- ПИСЬМЕННОЕ ЗАДАНИЕ -
Воспроизведите полностью, слово в слово, текст о повести Линор Горалик.

- ТЕКСТ -
Удивительные приключения рыбы-лоцмана — страница 25 из 52

Валерий

[79]

То обстоятельство, что крошечная (смешные по нынешним временам семьдесят две страницы) повесть Линор Горалик вышла отдельной книжкой, говорит о многом – обычно издатели просто не замечают текстов такого размера. Однако для Горалик было сделано исключение, и это не случайно: по сути дела, факт существования в рамках нашей сегодняшней словесности этой удивительной девушки – многогранной, как Леонардо да Винчи, и работоспособной, как Дмитрий Быков, – и сам по себе служит колоссальным исключением из всех правил. За что бы Горалик ни бралась – стихи и прозаические миниатюры, романы, детские сказки и гуманитарный нон-фикшн, популярнейший блог и культовый комикс про Зайца Пц, – она каждый раз институирует создание нового тренда (а то и жанра), упрямо прокладывая новые дорожки в обход истоптанных.

- Записи указания на размеченные объекты -
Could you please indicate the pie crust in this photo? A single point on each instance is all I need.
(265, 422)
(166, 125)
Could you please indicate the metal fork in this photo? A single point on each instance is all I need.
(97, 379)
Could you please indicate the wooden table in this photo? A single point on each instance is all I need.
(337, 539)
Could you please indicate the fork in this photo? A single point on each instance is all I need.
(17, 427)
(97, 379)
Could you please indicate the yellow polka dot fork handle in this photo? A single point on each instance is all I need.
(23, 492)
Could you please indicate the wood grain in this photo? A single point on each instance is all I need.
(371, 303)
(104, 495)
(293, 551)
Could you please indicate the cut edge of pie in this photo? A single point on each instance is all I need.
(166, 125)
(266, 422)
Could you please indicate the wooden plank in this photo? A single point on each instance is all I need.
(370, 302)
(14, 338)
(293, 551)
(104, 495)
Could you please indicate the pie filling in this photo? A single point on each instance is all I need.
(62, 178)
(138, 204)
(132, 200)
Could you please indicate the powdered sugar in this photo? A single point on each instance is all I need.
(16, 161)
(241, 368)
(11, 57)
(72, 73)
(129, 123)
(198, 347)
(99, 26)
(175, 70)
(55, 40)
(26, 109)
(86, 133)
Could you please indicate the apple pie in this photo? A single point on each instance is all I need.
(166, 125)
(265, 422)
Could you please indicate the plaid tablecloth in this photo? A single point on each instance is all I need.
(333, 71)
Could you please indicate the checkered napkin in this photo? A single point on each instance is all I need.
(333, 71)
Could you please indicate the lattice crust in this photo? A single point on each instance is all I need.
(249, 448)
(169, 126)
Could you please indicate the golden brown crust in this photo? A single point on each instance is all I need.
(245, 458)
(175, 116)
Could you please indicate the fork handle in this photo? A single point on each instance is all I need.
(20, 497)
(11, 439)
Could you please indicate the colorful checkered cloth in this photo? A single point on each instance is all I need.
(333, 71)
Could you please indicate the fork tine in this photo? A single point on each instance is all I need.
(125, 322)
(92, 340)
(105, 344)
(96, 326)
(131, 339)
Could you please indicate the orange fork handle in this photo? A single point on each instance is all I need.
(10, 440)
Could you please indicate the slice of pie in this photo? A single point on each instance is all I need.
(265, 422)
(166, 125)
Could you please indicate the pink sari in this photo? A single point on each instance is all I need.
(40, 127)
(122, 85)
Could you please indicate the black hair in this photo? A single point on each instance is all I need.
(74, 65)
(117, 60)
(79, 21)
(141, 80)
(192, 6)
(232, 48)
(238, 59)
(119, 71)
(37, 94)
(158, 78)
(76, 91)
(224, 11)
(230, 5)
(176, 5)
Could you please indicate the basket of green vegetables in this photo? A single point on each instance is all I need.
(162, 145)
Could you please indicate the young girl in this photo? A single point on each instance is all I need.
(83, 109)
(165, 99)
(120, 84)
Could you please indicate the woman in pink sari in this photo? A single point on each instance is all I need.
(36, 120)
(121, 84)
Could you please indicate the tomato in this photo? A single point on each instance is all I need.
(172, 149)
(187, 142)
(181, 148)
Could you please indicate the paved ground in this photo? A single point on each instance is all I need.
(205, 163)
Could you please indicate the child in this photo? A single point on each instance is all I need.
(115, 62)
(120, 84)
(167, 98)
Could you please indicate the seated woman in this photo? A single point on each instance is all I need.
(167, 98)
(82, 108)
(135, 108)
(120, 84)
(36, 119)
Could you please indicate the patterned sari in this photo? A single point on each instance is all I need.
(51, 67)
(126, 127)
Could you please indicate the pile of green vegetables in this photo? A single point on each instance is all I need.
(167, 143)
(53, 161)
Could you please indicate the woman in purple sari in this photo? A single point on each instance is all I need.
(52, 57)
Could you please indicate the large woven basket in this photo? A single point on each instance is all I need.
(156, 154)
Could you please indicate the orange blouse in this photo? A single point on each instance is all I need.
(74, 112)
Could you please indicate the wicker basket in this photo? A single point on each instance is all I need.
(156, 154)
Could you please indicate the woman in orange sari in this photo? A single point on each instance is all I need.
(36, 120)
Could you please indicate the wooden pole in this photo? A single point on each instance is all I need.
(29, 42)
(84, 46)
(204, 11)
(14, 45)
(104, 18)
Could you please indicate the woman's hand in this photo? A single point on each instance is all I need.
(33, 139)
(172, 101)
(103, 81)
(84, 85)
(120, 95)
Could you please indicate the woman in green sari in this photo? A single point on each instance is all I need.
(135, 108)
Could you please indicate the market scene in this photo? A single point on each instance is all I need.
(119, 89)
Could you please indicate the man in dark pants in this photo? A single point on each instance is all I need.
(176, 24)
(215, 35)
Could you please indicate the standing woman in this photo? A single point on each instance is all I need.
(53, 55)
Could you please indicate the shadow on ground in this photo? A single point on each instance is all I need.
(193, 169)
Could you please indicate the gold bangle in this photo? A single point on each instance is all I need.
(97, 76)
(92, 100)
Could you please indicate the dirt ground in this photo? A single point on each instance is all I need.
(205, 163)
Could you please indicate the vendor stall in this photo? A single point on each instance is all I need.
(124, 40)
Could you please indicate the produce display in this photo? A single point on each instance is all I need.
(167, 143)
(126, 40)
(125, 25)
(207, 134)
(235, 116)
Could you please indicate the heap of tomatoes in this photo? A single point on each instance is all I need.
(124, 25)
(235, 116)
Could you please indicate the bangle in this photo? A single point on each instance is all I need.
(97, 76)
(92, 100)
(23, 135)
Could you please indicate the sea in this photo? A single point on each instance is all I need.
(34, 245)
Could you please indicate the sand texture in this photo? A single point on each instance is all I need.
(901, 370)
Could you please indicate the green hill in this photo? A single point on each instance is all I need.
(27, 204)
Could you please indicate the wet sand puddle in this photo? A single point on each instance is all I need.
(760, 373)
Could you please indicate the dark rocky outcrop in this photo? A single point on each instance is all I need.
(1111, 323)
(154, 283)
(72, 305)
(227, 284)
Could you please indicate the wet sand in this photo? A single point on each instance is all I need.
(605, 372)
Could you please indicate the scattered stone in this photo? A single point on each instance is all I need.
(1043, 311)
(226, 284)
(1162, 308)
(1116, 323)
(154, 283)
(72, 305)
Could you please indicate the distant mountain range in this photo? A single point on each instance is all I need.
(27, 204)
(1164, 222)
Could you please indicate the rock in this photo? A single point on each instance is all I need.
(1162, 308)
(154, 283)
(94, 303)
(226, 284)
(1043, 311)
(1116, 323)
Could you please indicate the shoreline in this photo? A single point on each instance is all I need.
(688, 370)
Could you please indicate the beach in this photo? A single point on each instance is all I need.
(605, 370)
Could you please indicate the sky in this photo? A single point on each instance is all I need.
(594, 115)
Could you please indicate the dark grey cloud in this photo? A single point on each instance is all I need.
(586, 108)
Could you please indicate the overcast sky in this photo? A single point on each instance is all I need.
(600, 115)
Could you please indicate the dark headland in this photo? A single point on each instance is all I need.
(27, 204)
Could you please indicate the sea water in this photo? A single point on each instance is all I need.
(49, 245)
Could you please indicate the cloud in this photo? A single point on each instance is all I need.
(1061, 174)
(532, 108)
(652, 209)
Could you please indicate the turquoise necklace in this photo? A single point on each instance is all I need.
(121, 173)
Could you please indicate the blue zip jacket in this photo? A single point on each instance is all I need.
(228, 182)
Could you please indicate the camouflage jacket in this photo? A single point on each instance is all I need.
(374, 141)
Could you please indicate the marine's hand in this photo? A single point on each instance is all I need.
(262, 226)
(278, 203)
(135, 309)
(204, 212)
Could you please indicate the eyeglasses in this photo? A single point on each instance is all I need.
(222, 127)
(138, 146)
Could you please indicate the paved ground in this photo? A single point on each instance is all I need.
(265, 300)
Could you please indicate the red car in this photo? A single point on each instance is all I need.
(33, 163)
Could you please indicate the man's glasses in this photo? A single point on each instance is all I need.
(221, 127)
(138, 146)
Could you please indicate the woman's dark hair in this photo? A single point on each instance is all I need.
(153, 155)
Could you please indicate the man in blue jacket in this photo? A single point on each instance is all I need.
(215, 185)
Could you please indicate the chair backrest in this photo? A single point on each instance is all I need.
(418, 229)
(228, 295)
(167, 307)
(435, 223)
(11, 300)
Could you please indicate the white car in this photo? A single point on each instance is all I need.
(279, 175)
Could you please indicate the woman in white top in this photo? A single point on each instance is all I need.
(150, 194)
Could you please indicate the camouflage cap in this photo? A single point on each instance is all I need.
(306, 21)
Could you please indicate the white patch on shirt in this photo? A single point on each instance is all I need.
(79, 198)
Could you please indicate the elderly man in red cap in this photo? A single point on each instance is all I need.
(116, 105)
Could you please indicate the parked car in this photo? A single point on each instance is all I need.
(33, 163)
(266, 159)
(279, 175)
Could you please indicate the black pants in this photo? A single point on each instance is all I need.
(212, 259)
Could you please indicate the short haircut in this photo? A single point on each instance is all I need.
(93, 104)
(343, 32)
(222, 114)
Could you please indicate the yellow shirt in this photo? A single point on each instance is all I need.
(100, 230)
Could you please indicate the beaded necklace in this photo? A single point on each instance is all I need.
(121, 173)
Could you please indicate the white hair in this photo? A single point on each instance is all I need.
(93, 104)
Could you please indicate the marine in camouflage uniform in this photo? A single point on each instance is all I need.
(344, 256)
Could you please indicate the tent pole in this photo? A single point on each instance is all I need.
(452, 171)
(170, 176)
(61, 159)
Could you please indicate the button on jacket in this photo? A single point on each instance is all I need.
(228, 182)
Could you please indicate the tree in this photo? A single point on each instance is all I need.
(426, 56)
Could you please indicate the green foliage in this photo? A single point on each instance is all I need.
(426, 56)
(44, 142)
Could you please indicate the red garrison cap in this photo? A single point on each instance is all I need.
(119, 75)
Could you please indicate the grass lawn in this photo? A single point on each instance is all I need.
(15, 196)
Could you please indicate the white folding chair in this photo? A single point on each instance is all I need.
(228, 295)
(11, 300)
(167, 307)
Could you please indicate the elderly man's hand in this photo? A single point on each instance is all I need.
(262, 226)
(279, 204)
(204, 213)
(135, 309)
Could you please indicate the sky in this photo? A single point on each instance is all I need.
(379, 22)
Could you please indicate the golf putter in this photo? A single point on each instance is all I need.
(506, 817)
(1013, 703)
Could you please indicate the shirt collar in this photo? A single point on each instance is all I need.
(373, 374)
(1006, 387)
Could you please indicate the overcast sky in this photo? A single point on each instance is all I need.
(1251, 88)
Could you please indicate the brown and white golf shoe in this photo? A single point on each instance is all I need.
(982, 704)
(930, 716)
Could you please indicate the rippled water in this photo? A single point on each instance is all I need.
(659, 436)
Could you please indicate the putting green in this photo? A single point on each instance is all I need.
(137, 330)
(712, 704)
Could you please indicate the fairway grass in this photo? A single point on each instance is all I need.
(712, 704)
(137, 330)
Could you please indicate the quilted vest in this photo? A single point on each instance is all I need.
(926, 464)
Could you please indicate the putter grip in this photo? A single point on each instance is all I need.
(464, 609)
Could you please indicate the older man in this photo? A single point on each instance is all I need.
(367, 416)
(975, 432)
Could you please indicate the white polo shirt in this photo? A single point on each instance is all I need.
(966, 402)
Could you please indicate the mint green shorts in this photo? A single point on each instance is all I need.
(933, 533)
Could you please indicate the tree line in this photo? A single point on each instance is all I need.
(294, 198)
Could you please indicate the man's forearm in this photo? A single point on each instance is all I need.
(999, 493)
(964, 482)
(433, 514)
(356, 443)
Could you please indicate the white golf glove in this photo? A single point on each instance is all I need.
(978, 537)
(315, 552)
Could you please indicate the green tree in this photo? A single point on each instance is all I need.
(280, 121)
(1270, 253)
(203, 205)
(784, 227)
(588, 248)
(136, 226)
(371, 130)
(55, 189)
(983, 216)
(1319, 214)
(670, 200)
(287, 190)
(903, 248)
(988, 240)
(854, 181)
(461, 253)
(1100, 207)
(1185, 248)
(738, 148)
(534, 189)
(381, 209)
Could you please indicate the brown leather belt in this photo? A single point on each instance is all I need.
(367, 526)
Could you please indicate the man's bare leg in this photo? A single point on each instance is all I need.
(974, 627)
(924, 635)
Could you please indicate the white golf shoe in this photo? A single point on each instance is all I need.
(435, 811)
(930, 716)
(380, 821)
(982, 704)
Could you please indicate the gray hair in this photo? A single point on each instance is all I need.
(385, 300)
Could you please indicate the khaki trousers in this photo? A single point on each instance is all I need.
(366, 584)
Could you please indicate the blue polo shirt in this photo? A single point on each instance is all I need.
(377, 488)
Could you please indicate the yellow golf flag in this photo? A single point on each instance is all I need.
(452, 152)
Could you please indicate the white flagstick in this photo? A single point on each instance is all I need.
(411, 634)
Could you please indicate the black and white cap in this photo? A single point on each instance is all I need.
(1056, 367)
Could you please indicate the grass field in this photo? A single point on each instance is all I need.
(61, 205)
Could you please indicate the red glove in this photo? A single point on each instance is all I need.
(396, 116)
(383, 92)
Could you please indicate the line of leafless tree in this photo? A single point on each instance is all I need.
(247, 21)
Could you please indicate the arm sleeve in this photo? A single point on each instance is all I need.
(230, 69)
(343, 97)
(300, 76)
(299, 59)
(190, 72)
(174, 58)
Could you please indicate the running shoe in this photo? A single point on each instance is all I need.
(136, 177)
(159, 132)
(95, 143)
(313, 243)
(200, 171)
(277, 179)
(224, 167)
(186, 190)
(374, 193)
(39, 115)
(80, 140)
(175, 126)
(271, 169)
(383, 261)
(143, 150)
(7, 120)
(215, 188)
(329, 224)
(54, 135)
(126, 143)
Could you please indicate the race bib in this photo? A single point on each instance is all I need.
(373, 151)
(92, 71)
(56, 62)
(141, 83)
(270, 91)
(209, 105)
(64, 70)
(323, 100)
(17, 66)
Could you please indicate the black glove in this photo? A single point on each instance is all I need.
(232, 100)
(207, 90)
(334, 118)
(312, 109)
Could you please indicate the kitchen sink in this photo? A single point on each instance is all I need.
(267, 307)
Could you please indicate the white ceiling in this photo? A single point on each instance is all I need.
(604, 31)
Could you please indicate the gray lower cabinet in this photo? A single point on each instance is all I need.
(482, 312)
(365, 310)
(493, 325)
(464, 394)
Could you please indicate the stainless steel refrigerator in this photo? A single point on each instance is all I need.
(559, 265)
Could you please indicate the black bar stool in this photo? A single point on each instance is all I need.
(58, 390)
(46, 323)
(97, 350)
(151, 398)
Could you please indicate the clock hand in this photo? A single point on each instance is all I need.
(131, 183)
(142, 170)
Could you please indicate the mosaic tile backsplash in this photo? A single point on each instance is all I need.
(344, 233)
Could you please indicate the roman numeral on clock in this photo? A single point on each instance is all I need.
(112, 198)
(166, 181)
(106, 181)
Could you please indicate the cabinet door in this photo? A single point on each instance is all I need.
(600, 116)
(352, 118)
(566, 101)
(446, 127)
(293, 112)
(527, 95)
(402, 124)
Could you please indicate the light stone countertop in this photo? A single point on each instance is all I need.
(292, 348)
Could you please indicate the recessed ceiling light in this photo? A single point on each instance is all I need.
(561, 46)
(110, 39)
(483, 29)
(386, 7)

- РЕЗУЛЬТАТ НИЖЕ -
Удивительные приключения рыбы-лоцмана — страница 25 из 52

Валерий

[79]

То обстоятельство, что крошечная (смешные по нынешним временам семьдесят две страницы) повесть Линор Горалик вышла отдельной книжкой, говорит о многом – обычно издатели просто не замечают текстов такого размера. Однако для Горалик было сделано исключение, и это не случайно: по сути дела, факт существования в рамках нашей сегодняшней словесности этой удивительной девушки – многогранной, как Леонардо да Винчи, и работоспособной, как Дмитрий Быков, – и сам по себе служит колоссальным исключением из всех правил. За что бы Горалик ни бралась – стихи и прозаические миниатюры, романы, детские сказки и гуманитарный нон-фикшн, популярнейший блог и культовый комикс про Зайца Пц, – она каждый раз институирует создание нового тренда (а то и жанра), упрямо прокладывая новые дорожки в обход истоптанных.